Why I Still Love My Alma Mater 45 Years Later

Last Updated on October 4, 2014

Charlie Nelms after graduating from his alma mater Arkansas Agricultural, Mechanical and Normal College (AM&N).
Charlie Nelms is a graduate of Arkansas Agricultural Mechanical and Normal College (AM&N), now the University of Arkansas at Pine Bluff (UAPB).

Forty-five years ago my college classmates and I became the largest class to ever graduate from Arkansas Agricultural Mechanical and Normal College, now the University of Arkansas at Pine Bluff (UAPB). Like countless numbers of UAPB graduates before us, we have had successful careers in education, social services, government, business and Industry and the military, among other employment sectors. Except for those who came from metropolitan areas like Chicago, Memphis, Little Rock or Pine Bluff, most of us came from towns, hamlets and villages with a single stop light and a few hundred residents at best. Like me, the overwhelming majority of my classmates arrived on campus with their belongings in cheap suitcases or large trunks in the family car, or in the back of a dusty pickup truck.

In the years since graduation, we have busied ourselves with raising children and with jobs that required our undivided attention. Thus, we’ve returned to campus only periodically for Homecoming, Founders’ Day or the funeral or memorial service of a beloved faculty or staff member. God willing, that will change this fall when a few hundred of us return November 7-9, 2014, for a weekend of festivities punctuated by hugs, laughs and tears for classmates who taken flight to a place beyond the physical horizon of Mother Earth. Per the request of the Reunion Planning Committee, I have paid my registration fee, reserved a hotel room and signed up for every scheduled event. Importantly, I have made my financial contribution toward our class goal of $200,000, which is smaller than the goal for which I was hoping. I must admit that as the reunion date nears, I’m more excited than a pre-adolescent boy who can barely wait to open his Christmas or birthday gifts!

* DATA LINES
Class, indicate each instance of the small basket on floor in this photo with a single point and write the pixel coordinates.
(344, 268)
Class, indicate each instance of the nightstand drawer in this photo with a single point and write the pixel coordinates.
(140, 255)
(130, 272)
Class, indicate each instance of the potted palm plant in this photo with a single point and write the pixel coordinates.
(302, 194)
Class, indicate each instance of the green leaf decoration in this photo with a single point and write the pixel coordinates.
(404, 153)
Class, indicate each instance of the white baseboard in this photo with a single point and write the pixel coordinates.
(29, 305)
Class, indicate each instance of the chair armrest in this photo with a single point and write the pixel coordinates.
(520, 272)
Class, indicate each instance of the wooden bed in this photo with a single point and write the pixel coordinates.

* GOAL OF THE EXERCISE
According to the essay on the college reunion, what is the class fundraising goal?

* EXERCISE RESULT
$200,000